Turn the lines below into a numbered list, leaving out any blank lines.

**Material provided**
+++++
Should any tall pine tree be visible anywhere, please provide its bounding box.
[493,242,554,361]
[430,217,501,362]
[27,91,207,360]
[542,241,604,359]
+++++
**Problem solution**
1. Should any tall pine tree be visible anywhere, please provide its bounding box.
2. [493,242,554,361]
3. [430,217,501,362]
4. [27,91,207,360]
5. [542,241,604,359]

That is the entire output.